(Extract to read Opens)
Starbucks London 2012 2
A man carrying an umbrella walks in the rain past a Starbucks coffee shop in London. Reuters

(Reuters) - A deal between Starbucks Corp's and Dutch authorities may be illegal state aid as it allows the world's biggest coffee chain to make payments on a lower corporate income tax base, European Union antitrust regulators said on Friday.

The comments by the European Commission came five months after it opened an in-depth investigation into the case involving the company's Starbucks Manufacturing EMEA BV.

The probe is one of four into so-called sweetheart deals which the Commission said may give the companies an unfair advantage. The other three firms are online retailer Amazon, Italian carmaker Fiat and iPhone maker Apple.

"The Commission’s preliminary view is that the advanced pricing arrangements in favor of Starbucks Manufacturing EMEA BV constitutes state aid... The Commission has doubts about the compatibility of such aid with the internal market," the European Union executive said.

The arrangements refer to the pricing for transactions between company subsidiaries, the main focus of all four investigations.
(Extract to read Closes)
(Data under study Opens)
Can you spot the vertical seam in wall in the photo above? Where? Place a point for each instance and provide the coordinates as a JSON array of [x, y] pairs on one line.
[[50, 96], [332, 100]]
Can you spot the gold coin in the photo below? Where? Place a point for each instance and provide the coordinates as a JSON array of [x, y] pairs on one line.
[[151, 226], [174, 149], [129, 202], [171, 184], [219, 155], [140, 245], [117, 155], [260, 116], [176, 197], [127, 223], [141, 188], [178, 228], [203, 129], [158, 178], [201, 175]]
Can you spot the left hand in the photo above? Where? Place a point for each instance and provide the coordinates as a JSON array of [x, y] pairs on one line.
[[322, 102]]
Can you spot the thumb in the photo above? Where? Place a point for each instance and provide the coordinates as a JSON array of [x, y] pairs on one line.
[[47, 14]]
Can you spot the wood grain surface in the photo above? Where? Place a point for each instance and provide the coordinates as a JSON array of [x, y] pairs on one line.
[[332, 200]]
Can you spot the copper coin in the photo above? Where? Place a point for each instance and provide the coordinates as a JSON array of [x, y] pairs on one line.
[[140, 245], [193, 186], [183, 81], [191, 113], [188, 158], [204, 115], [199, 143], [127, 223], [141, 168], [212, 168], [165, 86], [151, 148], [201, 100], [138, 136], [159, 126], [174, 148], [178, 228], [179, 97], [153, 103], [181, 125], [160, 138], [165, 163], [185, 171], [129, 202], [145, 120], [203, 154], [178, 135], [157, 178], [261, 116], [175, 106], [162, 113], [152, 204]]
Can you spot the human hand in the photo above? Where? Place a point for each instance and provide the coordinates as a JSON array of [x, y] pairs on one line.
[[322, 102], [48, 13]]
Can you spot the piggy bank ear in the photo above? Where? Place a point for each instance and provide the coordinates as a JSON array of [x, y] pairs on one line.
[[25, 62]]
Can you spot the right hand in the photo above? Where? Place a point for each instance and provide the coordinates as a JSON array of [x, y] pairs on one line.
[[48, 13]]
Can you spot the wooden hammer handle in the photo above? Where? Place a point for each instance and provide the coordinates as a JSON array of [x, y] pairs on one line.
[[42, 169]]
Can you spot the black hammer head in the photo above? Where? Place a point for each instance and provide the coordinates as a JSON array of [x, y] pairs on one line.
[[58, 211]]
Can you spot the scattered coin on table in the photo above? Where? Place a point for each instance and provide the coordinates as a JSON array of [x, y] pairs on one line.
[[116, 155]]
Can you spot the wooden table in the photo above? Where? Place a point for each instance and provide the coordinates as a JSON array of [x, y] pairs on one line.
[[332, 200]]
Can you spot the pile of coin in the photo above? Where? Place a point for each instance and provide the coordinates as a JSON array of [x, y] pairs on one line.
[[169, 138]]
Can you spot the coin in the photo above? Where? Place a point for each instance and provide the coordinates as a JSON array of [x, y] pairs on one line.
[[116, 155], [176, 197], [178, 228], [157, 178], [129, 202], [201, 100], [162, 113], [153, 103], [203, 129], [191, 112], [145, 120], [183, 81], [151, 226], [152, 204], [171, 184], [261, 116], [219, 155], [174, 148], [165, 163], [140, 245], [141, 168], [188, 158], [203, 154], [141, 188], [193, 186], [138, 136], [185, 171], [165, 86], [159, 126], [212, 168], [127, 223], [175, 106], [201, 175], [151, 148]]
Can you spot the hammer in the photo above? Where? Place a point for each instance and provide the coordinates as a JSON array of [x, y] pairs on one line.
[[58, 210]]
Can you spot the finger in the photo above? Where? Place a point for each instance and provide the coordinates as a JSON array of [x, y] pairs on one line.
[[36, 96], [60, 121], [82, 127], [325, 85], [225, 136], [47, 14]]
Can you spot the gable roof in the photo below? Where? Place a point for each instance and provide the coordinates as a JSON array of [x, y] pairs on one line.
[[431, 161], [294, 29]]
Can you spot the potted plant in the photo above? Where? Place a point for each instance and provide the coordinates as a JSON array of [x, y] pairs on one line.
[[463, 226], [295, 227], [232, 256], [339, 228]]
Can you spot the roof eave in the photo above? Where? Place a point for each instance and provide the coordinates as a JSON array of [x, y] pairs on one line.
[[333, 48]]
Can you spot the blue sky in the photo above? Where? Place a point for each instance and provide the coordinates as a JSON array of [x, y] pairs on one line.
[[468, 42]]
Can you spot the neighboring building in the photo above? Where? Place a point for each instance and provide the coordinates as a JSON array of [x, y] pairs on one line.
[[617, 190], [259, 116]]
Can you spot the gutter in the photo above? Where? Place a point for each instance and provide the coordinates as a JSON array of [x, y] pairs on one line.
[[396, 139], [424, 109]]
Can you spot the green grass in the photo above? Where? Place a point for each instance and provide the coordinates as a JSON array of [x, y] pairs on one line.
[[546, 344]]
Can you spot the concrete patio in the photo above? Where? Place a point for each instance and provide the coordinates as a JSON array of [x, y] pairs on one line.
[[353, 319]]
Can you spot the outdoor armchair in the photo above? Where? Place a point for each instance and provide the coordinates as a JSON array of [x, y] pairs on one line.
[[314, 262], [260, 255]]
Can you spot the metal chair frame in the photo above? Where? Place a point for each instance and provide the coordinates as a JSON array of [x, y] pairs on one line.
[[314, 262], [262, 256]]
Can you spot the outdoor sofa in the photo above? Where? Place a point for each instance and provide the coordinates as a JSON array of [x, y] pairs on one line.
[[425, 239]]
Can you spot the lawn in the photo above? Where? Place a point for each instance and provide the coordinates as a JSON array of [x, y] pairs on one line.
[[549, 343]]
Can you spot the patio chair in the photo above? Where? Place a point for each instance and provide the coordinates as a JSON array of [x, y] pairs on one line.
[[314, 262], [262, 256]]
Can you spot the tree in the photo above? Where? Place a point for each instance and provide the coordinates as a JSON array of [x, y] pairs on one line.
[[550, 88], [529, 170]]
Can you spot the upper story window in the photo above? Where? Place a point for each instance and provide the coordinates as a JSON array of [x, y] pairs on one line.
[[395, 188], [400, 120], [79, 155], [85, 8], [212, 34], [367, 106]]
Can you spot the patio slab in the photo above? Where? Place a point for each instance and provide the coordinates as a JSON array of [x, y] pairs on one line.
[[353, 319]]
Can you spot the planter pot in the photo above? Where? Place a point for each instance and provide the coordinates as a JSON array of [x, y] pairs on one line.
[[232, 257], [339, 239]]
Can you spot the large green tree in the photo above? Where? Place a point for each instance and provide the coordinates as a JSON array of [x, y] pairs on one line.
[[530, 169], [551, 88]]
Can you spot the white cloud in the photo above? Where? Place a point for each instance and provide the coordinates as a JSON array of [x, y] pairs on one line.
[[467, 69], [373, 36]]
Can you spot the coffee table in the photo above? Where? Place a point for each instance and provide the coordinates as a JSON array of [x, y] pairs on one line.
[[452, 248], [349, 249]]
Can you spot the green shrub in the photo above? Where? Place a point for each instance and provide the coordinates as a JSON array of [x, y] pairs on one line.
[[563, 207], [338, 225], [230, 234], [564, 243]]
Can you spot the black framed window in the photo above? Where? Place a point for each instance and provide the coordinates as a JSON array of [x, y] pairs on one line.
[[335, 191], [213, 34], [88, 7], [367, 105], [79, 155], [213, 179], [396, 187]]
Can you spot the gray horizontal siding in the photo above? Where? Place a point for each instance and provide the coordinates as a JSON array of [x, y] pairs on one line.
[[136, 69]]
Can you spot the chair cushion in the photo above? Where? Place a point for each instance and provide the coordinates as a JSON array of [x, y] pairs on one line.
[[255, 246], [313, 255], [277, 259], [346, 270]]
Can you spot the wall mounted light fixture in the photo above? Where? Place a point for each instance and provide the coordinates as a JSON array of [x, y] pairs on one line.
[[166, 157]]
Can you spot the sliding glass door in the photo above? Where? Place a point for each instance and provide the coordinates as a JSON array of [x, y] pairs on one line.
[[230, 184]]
(Data under study Closes)
• What is being asked
According to the Starbucks tax report, which three other companies are subject to the Commission's probes into sweetheart deals? Rely only on the news report about the Starbucks tax deal; disregard the material.

• Exercise answer
Amazon, Fiat and Apple.